▶ PROVIDED PASSAGE:

NWS still developing
WPL is in my book--
BHP is getting more interesting by the day.


----------



## Aussiest (25 August 2008)

tech/a said:


> WPL is in my book--




WPL is in my book too! I just need this damned dividend period to end


----------



## Boggo (28 August 2008)

Can BBG keep this up all the way to the dividend in three weeks ?

(click to expand)


----------



## MRC & Co (28 August 2008)

Aussiest said:


> WPL is in my book too! I just need this damned dividend period to end




You may also want this hurricane to end!


----------



## nomore4s (28 August 2008)

MRC & Co said:


> You may also want this hurricane to end!




lol, I actually went long on WPL yesterday based on the gap fill bar(Bar from 26.08.08 - entry on a break through the top and stop at the bottom) and also daytraded a parcel today which I closed out a bit early but still made a good profit on, so I'm pretty happy atm.

Will be trying to hold the EOD parcel as long as possible now with a trailing stop.


----------



## Aussiest (28 August 2008)

Well done nomore! 

I almost went long on it at close, and i think it will gap up tomorrow, or at least have another reasonable day. I'm not sure how much steam is left in it, only time will tell.

I'm just a bit risk aversive at the moment due to the MQG debarcle... Poor nerves need some time to recover . But, i will be jumping into some positions soon.


----------



## Aussiest (28 August 2008)

nomore4s said:


> lol, I actually went long on WPL yesterday based on the gap fill bar(Bar from 26.08.08 - entry on a break through the top and stop at the bottom) and also daytraded a parcel today which I closed out a bit early but still made a good profit on, so I'm pretty happy atm.
> 
> Will be trying to hold the EOD parcel as long as possible now with a trailing stop.




Actually, nomore4s, if you don't mind me asking:

How do you handle managing several positions at once? For example, this morning i had to manage WES, and make a decision whether to liquidate or not, and another position. Therefore, missing out on possible day trades.


----------



## nomore4s (28 August 2008)

▶ SUPPLIED DATA:
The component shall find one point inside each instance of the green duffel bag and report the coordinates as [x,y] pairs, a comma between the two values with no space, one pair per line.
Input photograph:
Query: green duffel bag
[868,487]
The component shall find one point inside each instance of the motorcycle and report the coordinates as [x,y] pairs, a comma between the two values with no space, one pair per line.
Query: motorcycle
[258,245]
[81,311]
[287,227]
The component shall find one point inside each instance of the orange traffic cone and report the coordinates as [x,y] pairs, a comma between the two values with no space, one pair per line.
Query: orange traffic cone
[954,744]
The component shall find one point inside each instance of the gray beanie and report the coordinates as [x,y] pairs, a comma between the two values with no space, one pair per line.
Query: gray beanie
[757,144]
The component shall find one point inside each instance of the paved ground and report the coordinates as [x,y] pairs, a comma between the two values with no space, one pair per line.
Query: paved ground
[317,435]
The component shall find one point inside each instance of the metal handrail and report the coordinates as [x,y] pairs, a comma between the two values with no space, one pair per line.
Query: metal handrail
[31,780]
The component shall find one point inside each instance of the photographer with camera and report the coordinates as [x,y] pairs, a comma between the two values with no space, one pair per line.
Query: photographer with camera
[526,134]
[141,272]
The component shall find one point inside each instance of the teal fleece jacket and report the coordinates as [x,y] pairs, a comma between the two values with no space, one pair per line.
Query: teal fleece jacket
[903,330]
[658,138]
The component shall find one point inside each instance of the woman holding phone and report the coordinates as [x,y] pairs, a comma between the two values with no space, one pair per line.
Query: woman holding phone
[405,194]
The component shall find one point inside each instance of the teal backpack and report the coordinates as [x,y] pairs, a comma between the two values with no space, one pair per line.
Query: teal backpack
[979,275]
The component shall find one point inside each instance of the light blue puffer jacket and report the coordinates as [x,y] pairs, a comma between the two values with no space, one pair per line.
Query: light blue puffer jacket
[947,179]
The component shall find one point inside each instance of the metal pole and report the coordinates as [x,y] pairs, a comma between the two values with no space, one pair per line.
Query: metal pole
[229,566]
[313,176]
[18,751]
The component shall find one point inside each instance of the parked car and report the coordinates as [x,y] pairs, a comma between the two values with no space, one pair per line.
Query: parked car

▶ CHALLENGE 1:
Quote the trading forum thread word for word, from "How do you handle" through "possible day trades.".
▶ CHALLENGE 2:
Write the next part of the trading forum thread, picking up after its final line.

▶ RESULT 1:
How do you handle managing several positions at once? For example, this morning i had to manage WES, and make a decision whether to liquidate or not, and another position. Therefore, missing out on possible day trades.

▶ RESULT 2:
Aussiest said:


> Actually, nomore4s, if you don't mind me asking:
> 
> How do you handle managing several positions at once? For example, this morning i had to manage WES, and make a decision whether to liquidate or not, and another position. Therefore, missing out on possible day trades.




I only have one daytrade open at a time, as I tend to trade them on either 1min or at the most 5min charts, so have to keep a close eye on them until they are a long way into profit, then just a trailing stop.

I don't daytrade very often as I'm normally busy at work but had a spare few hours today. Most of my trading is done EOD so I only review those stocks after hours as they'll automatically be closed if my stop is hit - stops are reviewed every night. I have about 6 open trades atm.


----------



## Aussiest (28 August 2008)

Thanks nomore.

Would you keep more than one position open daytrading if you didn't have a full-time job? I do, but it is stressful watching them intensly. I'll have to find a strategy for closing postions early in the morning so i don't miss opportunities 

Thanks again


----------



## nomore4s (28 August 2008)

Aussiest said:


> Thanks nomore.
> 
> Would you keep more than one position open daytrading if you didn't have a full-time job? I do, but it is stressful watching them intensly. I'll have to find a strategy for closing postions early in the morning so i don't miss opportunities
> 
> Thanks again




I would only open a second position once the first was into profit and didn't require close attention


----------



## Aussiest (28 August 2008)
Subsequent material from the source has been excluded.